Think Twice before Driving: Towards Scalable Decoders for End-to-End Autonomous Driving

Overview

Think Twice (Jia et al., 2023) addresses a fundamental imbalance in end-to-end autonomous driving: while the community has invested heavily in sophisticated encoders for sensor processing, the decoder side -- which actually produces driving plans -- has remained surprisingly simple. Most prior E2E systems use a lightweight MLP or single-step GRU to convert learned features into waypoints, leaving significant room for improvement. The paper argues that "thinking twice" -- iteratively refining predictions through a cascaded decoder -- is key to robust planning, drawing an analogy to how human drivers mentally simulate and revise their intended trajectory before acting.

The core contribution is a scalable, cascaded decoder architecture with two novel modules: a Look Module that retrieves spatial-conditioned features from the BEV representation based on a coarse initial prediction, and a Prediction Module that anticipates future scene evolution conditioned on the current action plan using a spatial-GRU. These two modules are stacked into decoder layers that iteratively refine the trajectory, similar in spirit to how DETR-style decoders refine object detections through cascaded cross-attention. Dense intermediate supervision at every decoder layer (including expert feature distillation and teacher-forcing on future predictions) ensures that each refinement step is well-grounded.

The framework achieved state-of-the-art results on the CARLA Town05 Long benchmark with a Driving Score of 65.0% (standard setting) and 70.9% (with extra data), substantially outperforming prior methods including TransFuser, TCP, and MILE. Critically, the paper demonstrates clear scalability: stacking more decoder layers improves performance from a TCP-Head baseline of 59.3 DS to 61.6 DS with 1 decoder layer and 65.0 DS with 5 decoder layers, establishing that decoder depth is a meaningful scaling axis for E2E driving -- a finding that challenges the prevailing "encoder-heavy, decoder-light" design paradigm.

Key Contributions

Cascaded decoder architecture for E2E driving: Proposes iterative trajectory refinement through stacked decoder layers, demonstrating that decoder sophistication matters as much as encoder design
Look Module: A spatial-conditioned feature retrieval mechanism that uses coarse waypoint predictions to index relevant BEV features, providing trajectory-aware context for refinement
Prediction Module: An action-conditioned future scene anticipation module using spatial-GRU that predicts how the scene will evolve given the current plan, enabling the decoder to reason about consequences of actions
Dense decoder supervision: Each decoder layer receives independent supervision including waypoint loss, expert feature distillation, and teacher-forced future prediction, ensuring stable training of deep cascaded decoders
Scalability evidence: Clear empirical demonstration that stacking decoder layers monotonically improves driving performance, establishing decoder depth as a viable scaling axis

Architecture / Method

            ThinkTwice: Cascaded Decoder for E2E Driving

  Multi-Camera + LiDAR
        │
        ▼
  ┌──────────────────┐
  │   BEV Encoder     │  (ResNet+LSS for camera; SECOND for LiDAR)

----

For each statement, say yes or no to whether the Think Twice overview supports it, and quote the words of the overview that settle it.
1. Most earlier end-to-end driving systems turn learned features into waypoints with a lightweight MLP or a single-step GRU.
2. The Look Module anticipates how the scene will evolve, using a spatial-GRU.
3. With a single decoder layer, the framework reached a Driving Score of 65.0.
None of the work calls for the items.

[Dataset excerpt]

----

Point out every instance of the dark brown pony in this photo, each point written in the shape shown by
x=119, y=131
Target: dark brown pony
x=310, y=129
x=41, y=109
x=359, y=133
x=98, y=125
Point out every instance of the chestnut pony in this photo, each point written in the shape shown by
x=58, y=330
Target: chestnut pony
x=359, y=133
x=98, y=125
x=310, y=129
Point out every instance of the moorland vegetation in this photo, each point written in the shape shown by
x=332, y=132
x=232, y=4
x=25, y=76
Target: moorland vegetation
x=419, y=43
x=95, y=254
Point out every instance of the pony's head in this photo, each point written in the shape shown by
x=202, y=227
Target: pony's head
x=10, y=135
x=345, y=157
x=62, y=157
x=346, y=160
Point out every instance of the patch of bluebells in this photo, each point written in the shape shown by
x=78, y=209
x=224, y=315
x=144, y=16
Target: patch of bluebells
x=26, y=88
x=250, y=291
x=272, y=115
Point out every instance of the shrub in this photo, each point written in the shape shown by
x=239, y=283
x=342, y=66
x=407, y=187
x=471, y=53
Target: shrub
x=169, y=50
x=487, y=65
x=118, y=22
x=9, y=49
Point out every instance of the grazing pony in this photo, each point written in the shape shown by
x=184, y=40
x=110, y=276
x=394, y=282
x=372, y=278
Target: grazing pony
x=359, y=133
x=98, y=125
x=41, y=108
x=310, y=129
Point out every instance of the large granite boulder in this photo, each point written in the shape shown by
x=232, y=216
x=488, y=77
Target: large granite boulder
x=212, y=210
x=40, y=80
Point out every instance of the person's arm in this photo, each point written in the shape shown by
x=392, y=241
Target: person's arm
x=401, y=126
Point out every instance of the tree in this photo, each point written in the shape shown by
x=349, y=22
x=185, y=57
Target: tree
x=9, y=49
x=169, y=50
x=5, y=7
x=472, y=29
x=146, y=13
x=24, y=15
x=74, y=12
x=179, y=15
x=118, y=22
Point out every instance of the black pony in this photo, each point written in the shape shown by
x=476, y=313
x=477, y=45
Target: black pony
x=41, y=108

----

** OUTPUT BELOW **
1. Yes: "Most prior E2E systems use a lightweight MLP or single-step GRU to convert learned features into waypoints"
2. No: "a Look Module that retrieves spatial-conditioned features from the BEV representation based on a coarse initial prediction, and a Prediction Module that anticipates future scene evolution conditioned on the current action plan using a spatial-GRU"
3. No: "61.6 DS with 1 decoder layer and 65.0 DS with 5 decoder layers"